INFORMATION PROVIDED>
--------------------------------------------------

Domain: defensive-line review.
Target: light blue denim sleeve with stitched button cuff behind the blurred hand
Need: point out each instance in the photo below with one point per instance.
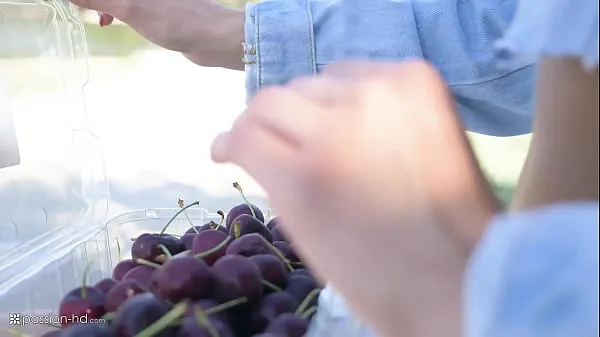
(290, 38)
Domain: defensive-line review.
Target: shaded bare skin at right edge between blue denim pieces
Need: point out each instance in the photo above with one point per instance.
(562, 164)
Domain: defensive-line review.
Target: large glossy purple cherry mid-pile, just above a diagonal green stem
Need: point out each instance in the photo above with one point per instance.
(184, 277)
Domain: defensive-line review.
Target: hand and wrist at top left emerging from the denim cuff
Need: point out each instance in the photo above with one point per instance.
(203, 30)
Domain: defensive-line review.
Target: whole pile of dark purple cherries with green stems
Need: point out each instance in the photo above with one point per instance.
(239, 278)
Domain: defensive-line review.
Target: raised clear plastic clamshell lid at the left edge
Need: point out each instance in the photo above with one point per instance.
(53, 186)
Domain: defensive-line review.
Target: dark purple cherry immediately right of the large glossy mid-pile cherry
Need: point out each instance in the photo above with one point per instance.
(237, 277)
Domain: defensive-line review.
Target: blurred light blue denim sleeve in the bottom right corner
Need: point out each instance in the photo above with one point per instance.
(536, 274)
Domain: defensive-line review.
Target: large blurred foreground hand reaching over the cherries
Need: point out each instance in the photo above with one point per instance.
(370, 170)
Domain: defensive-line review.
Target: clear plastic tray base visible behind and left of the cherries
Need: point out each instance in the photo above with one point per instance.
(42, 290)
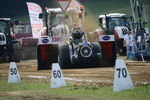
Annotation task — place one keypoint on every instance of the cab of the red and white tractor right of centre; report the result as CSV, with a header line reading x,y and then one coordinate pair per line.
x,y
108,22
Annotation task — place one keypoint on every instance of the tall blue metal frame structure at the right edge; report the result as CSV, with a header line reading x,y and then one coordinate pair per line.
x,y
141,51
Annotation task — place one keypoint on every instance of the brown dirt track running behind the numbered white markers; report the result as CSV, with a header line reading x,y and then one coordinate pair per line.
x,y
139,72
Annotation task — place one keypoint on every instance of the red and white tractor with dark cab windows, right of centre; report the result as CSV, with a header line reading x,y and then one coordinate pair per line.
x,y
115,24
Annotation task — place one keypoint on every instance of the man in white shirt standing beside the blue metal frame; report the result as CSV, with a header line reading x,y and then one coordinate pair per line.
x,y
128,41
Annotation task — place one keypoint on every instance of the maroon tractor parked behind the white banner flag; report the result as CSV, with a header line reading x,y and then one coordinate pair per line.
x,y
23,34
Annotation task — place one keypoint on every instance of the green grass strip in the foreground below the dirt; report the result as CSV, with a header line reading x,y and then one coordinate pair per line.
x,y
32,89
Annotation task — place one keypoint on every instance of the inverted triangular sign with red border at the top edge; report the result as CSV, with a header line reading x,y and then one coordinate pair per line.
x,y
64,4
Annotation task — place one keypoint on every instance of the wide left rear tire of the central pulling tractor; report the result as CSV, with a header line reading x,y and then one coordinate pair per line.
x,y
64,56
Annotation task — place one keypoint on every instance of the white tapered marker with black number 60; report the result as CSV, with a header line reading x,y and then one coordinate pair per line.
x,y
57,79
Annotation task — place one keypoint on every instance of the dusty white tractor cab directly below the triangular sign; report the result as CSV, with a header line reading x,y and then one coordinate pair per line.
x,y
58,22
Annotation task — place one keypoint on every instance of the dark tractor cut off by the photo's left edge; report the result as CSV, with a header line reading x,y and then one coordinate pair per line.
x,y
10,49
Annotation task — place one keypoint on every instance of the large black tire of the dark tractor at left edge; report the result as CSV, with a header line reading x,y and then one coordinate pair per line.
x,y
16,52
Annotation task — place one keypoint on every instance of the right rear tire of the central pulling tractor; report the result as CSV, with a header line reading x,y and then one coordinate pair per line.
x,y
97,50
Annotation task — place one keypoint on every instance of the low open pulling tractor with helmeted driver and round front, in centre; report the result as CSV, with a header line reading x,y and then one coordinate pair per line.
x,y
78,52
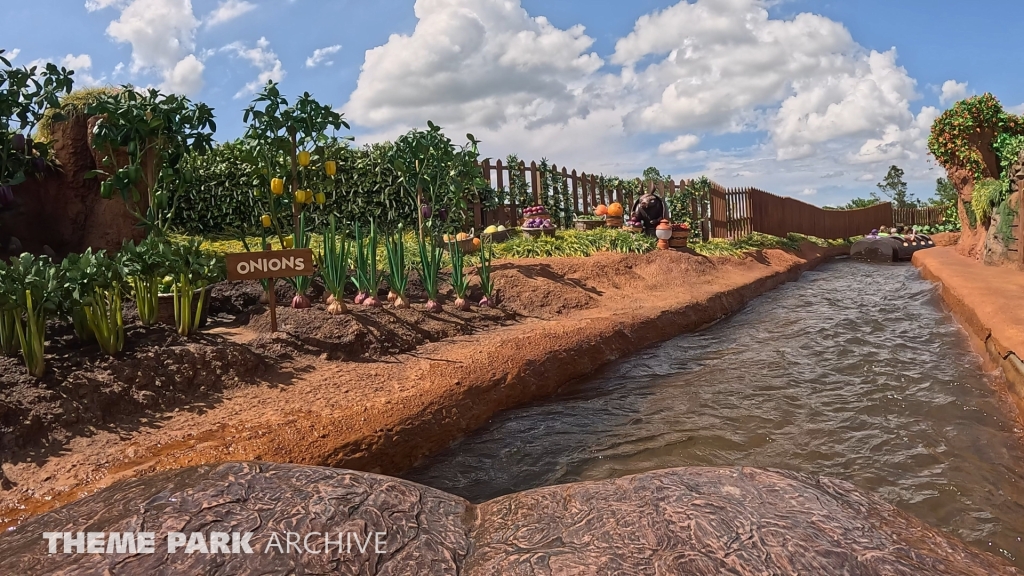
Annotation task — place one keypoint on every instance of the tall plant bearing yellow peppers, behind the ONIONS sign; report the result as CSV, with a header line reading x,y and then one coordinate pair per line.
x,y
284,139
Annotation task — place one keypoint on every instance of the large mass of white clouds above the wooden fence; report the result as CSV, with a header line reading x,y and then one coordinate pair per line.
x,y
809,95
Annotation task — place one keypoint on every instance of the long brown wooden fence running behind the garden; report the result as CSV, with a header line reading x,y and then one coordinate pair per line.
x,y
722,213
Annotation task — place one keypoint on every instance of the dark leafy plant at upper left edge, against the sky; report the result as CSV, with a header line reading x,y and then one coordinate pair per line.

--------------------------------------------------

EXERCISE REQUIREMENTS> In the material above, repeat each entry exactly and omit every picture.

EXPECTED ANSWER>
Domain: defensive-line review.
Target: light blue denim sleeve with stitched button cuff behind the blurred hand
Need: point out each instance in the photo below with one point per instance.
(290, 38)
Domain: defensive-line review.
Target: shaded bare skin at right edge between blue denim pieces
Need: point out each instance in the photo above with one point per instance.
(562, 164)
Domain: defensive-line review.
Target: large glossy purple cherry mid-pile, just above a diagonal green stem
Need: point out each instance in the photo above with one point per instance.
(184, 277)
Domain: defensive-line review.
Target: hand and wrist at top left emerging from the denim cuff
Need: point out each instance in the photo above with one point per instance.
(203, 30)
Domain: defensive-line review.
Target: whole pile of dark purple cherries with green stems
Need: point out each instance in the photo above with one point per instance.
(239, 278)
Domain: defensive-line review.
Target: raised clear plastic clamshell lid at the left edge
Need: point out each instance in the photo above with one point per instance.
(53, 186)
Domain: defensive-line review.
Target: dark purple cherry immediately right of the large glossy mid-pile cherry
Need: point out each instance in the photo above with one point per instance.
(237, 277)
Domain: defensive-line review.
Target: blurred light blue denim sleeve in the bottom right corner
Need: point out each instance in the photo above with one point per instance.
(536, 274)
Domain: defensive-line review.
Target: large blurred foreground hand reaching over the cherries
Need: point out each instance in the photo above with one point per instance.
(370, 170)
Domain: defensive-line review.
Target: clear plastic tray base visible behind and left of the cherries
Need: point out each instance in the photo above with one point per instance.
(42, 290)
Annotation task — place one keypoint on every instance of the cab of the red and white tractor right of centre; report the result as CSV, with a header line reading x,y and then one coordinate pair per line.
x,y
108,22
Annotation task — place one keypoint on every instance of the tall blue metal frame structure at the right edge; report the result as CSV, with a header line reading x,y and then one coordinate pair per line.
x,y
141,51
Annotation task — place one keypoint on every instance of the brown dirt track running behind the numbered white markers; report the result as CSV, with a header line reading x,y and then one coordinate pair per line.
x,y
139,72
Annotation task — place one keypoint on every instance of the red and white tractor with dark cab windows, right of centre; report the result as CSV, with a header line reading x,y and then one coordinate pair per line.
x,y
115,24
Annotation task — place one keypoint on every instance of the man in white shirt standing beside the blue metal frame; report the result as CSV, with a header line reading x,y and then one coordinate pair per line.
x,y
128,41
Annotation task — place one keypoint on every instance of the maroon tractor parked behind the white banner flag; report the result as CSV, with a header line reading x,y and then one coordinate pair per line.
x,y
23,34
Annotation task — place one keypoint on every instance of the green grass strip in the foreground below the dirt; report the result as CSV, with a header line reading x,y and then one coordinate pair per line.
x,y
32,89
Annotation task — place one keypoint on every instance of the inverted triangular sign with red border at the top edge; report the result as CSV, with a header line reading x,y and then one coordinate pair per line.
x,y
64,4
Annotation task — place one keypoint on every instance of the wide left rear tire of the central pulling tractor; report the result as CSV, with a header line reading x,y and then one coordinate pair per line.
x,y
64,56
Annotation task — place one keypoint on every instance of the white tapered marker with black number 60; report the result as CSV, with a header line reading x,y and then one coordinate pair per line.
x,y
57,79
Annotation task — place one keypoint on every instance of the dusty white tractor cab directly below the triangular sign; report the result as CSV, with a header line reading x,y and then one coordinate pair per line.
x,y
58,22
Annotation task — place one keypoint on every instance of the dark tractor cut off by the photo's left edge; report the result as CSV, with a header line reading x,y and then one coordinate pair per line.
x,y
10,49
Annotation task — place one keypoint on every instance of the large black tire of the dark tractor at left edge; report the result as CSV, with a header line reading x,y and then one coordinate pair per line.
x,y
16,52
Annotation task — place one keypoint on every instance of the right rear tire of the central pulling tractor; report the result as CSV, with a header line reading x,y and then one coordinate pair per line.
x,y
97,50
Annotation task — place one keypoint on every instance of the low open pulling tractor with helmeted driver and round front, in centre; report the result as CSV, with a header line reading x,y and then one coordinate pair per line.
x,y
78,52
Annotation task — place one keypoint on every instance of the tall plant bearing yellow peppers, behind the ONIONS sign; report the result as CSV, with a header line reading x,y and then one coordinate pair per line.
x,y
284,139
Annotation task — place one keypoint on every instance of the large mass of white clouds above the wooden fence; report the result as CSV, with a header line reading x,y and then one coordinate pair per line.
x,y
809,95
Annotation task — place one keypoint on every instance of the long brown wooden fence running behind the garden; report the result as CSV, with a header line reading x,y and then one coordinate pair per line.
x,y
722,213
Annotation task — place one keypoint on every instance of the dark leafy plant at upper left edge, against the sky; report the result as CSV, with a header line reading x,y and then one coordinate pair per line.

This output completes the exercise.